= TEXTAUSZUG =

------------------------

# Angelschein Bayern/schwaben



## matrixx (26. Mai 2008)

Hallo,

ich habe gerade mein Abitur geschrieben und habe nun dem Sommer lang bis September frei und würde sehr gern einen Angelschein machen. Ich habe aber nur Kurse für Winter mit anschließender Prüfung im März gefunden.
Vielleicht kann mir ja jemand weiterhelfen. Ich wohne im Schwaben und suche natürlich auch einen Krus der nicht zu weit entfernt ist.


----------



## Toni_1962 (27. Mai 2008)

*AW: Angelschein Bayern/schwaben*

In Bayern gibt es nur den einen Prüfungstermin immer am 1. Samstag im März. Du wirst also bis Herbst warten müssen, weil dann erst die Lehrgänge angehen.

Wenn du deinen ständigen Wohnsitz in Bayern hast und dort angeln willst, nützt dir auch ein Angelschein nichts, den du in einem anderen Bundesland oder im Ausland machst.


----------



## Tschensen (2. Juni 2008)

*AW: Angelschein Bayern/schwaben*

Hoi, 
also ich würde dem nicht ganz zustimmen. Das sollte per Gesetz so sein, aber ich habe die Erfahrung gemacht, (ich bin vor einem Jahr nach Bayern gezogen), daß sich niemand an meinem Schein aus BaWü gestört hat. 
Da hat niemand genauer nachgefragt und nen Perso oder so mußte ich schon mal gar nicht vorzeigen.
Schau doch einfach mal in den Gelben Seiten von der nächstgelegenen Stadt im Nachbarbundesland nach nem Angelgeschäft. Da wird man dir bestimmt weiter helfen können.


----------



## Toni_1962 (2. Juni 2008)

*AW: Angelschein Bayern/schwaben*

dann ergänze ich meine Aussage, um sie verständlicher zu machen #h:

wenn du in Bayern deinen Hauptwohnsitz hast bzw deinen gewöhnlichen Aufenthalt, dann mußt du auch in Bayern die Prüfung machen. Die Prüfung eines anderen Bundeslandes wird dir nur dann anerkannt, wenn du zur Zeit der Prüfung NICHT in Bayern gewohnt hast ...
Du kannst beim Umziehen nach Bayern die Prüfung anerkennen lassen, wenn du 
1. einen Fischereischein auf Lebenszeit bereits ausgestellt hast
oder 
2. die Prüfung den Anforderungen Bayerns entspricht


----------



## TJAlex (4. Juni 2008)

*AW: Angelschein Bayern/schwaben*

Hä? Das höre ich jetzt aber zum ersten Mal! Ich habe meinen Schein in NRW Gemacht und wohne auch dort. Heißt es, dass ich in Bayern nicht angeln darf? Ich meine, ich kann nicht einfach zum Angelladen irgendwo in Bayern gehen und mir ne Tageskarte für n Gewässer meiner Wahl hollen und dort Angeln? Brauche ich einen Bayerischen Angelschein????

------------------------

= BEREITGESTELLTE DATEN =
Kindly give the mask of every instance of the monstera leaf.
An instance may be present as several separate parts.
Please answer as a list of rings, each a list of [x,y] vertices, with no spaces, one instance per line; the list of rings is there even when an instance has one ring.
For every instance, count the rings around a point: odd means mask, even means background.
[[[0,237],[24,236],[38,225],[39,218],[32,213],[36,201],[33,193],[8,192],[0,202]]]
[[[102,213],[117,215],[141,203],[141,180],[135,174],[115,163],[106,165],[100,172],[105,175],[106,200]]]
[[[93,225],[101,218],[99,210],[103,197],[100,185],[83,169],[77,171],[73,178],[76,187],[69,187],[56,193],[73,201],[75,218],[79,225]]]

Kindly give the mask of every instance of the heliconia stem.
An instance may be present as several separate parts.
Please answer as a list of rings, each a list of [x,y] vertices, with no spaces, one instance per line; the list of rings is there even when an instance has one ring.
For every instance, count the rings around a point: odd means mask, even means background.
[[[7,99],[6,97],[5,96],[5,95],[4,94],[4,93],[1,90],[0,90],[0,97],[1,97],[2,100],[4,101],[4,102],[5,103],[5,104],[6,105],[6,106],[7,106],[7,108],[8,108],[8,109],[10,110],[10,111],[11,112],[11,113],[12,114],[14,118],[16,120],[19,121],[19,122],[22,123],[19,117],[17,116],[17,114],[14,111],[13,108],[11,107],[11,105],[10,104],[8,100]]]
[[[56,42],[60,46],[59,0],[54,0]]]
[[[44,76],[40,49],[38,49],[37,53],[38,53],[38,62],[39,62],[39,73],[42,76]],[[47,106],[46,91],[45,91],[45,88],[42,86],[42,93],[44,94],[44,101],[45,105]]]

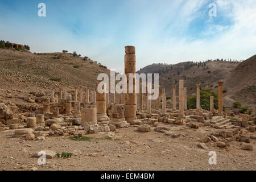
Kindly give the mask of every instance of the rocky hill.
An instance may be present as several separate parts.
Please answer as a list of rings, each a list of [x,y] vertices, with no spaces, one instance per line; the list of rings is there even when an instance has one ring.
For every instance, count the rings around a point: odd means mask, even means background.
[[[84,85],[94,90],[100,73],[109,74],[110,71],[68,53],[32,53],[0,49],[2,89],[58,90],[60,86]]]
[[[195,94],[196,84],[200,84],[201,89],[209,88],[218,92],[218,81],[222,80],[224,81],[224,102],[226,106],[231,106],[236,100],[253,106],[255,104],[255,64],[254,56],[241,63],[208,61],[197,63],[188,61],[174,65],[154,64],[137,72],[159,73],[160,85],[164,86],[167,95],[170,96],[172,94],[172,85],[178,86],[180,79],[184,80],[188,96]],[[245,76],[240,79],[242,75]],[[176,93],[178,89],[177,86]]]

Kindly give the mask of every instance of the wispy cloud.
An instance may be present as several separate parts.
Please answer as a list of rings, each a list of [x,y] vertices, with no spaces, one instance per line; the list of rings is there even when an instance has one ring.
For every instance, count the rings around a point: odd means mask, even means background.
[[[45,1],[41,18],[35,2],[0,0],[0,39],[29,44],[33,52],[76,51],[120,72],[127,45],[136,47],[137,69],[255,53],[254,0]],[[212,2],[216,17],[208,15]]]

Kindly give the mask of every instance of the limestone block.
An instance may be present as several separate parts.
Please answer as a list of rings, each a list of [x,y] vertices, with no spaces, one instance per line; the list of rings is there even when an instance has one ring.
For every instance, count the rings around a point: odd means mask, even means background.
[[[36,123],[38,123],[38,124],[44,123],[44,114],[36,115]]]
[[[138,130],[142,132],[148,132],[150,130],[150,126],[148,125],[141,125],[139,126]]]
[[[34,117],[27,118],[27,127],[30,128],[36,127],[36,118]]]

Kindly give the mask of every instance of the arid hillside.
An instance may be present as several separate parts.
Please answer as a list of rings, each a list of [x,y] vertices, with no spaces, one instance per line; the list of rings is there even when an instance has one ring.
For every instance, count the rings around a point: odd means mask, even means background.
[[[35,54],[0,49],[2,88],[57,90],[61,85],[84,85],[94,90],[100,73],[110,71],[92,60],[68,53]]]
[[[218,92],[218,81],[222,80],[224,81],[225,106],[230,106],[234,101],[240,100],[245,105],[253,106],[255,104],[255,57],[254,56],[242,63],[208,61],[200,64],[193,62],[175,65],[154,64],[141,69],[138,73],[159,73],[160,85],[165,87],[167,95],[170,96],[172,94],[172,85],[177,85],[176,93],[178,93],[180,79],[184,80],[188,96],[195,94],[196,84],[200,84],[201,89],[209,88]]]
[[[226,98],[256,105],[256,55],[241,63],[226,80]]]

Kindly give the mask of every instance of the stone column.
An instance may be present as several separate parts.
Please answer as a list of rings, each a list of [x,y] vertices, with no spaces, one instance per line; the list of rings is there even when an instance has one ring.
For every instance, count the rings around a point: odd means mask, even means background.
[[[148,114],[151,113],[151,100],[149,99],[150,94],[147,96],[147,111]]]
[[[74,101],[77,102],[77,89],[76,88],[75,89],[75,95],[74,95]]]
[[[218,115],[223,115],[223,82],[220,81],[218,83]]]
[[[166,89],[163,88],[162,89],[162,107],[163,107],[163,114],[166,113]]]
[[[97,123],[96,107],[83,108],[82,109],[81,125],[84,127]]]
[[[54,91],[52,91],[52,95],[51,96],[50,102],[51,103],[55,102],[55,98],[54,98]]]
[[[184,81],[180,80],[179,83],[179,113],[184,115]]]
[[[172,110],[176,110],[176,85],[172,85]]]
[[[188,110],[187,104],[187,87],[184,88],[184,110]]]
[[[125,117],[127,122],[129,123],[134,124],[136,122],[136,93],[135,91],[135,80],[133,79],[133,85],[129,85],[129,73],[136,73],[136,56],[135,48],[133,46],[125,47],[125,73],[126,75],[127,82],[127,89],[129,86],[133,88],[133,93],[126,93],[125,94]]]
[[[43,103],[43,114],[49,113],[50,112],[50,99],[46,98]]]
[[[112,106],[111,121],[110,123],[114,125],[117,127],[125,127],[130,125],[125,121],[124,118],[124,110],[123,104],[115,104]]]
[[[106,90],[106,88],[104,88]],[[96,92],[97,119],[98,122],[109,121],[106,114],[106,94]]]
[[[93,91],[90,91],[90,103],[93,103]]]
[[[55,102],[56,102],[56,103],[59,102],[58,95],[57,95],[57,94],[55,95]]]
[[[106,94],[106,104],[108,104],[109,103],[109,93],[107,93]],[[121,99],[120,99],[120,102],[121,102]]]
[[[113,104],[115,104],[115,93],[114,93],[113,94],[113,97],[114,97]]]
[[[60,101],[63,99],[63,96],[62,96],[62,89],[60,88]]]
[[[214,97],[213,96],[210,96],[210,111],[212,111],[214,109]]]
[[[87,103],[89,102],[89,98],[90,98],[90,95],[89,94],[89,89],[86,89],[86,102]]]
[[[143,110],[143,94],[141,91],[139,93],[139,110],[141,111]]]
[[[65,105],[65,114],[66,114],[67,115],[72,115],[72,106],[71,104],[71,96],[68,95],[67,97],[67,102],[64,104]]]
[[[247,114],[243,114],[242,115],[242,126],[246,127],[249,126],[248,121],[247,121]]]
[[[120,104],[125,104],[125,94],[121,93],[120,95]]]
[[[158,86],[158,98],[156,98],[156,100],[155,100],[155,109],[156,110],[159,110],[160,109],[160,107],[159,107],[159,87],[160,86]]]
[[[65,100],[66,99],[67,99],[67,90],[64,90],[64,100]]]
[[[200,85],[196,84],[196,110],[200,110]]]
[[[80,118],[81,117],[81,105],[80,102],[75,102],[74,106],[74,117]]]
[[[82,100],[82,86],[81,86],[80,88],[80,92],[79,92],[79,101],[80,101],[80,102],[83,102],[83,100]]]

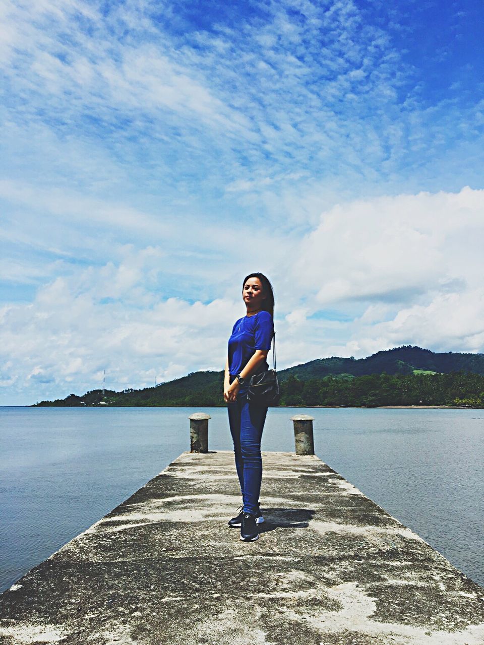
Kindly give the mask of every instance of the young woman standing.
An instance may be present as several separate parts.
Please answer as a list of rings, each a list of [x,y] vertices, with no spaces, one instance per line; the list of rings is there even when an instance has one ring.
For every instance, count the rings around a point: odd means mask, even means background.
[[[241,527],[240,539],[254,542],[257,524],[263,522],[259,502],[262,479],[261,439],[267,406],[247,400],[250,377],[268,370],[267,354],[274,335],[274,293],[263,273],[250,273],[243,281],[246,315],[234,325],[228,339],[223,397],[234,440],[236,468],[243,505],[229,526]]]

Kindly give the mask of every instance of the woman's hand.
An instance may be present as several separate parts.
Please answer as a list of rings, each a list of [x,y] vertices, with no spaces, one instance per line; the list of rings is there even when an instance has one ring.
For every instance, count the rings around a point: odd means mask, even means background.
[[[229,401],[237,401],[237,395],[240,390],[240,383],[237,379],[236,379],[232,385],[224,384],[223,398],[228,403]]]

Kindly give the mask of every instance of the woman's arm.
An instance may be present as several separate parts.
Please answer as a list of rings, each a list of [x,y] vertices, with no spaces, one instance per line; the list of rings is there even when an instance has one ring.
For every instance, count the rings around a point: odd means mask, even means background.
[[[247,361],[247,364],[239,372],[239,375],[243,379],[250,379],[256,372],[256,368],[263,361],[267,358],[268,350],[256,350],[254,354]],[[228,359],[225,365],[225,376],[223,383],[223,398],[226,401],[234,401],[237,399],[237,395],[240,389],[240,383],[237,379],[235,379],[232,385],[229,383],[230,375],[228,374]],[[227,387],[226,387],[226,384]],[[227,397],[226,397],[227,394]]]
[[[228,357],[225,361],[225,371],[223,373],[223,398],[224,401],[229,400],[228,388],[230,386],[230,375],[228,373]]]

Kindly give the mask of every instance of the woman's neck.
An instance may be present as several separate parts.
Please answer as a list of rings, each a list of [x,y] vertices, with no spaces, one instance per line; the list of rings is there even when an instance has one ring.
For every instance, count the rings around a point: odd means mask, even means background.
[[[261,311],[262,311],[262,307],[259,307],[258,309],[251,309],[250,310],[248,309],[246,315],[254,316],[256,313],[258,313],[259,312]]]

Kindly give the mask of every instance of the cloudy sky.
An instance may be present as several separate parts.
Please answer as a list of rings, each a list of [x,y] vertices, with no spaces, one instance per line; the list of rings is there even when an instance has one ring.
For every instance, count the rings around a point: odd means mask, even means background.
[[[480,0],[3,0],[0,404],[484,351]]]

------------------------

= IHRE AUFGABE =
Geben Sie aus dem Forumsthread zum Angelschein in Bayern den Abschnitt wortgetreu wieder, der mit „## TJAlex (4.“ beginnt und sich bis einschließlich „einen Bayerischen Angelschein????“ erstreckt.

= IHRE ANTWORT =
## TJAlex (4. Juni 2008)

*AW: Angelschein Bayern/schwaben*

Hä? Das höre ich jetzt aber zum ersten Mal! Ich habe meinen Schein in NRW Gemacht und wohne auch dort. Heißt es, dass ich in Bayern nicht angeln darf? Ich meine, ich kann nicht einfach zum Angelladen irgendwo in Bayern gehen und mir ne Tageskarte für n Gewässer meiner Wahl hollen und dort Angeln? Brauche ich einen Bayerischen Angelschein????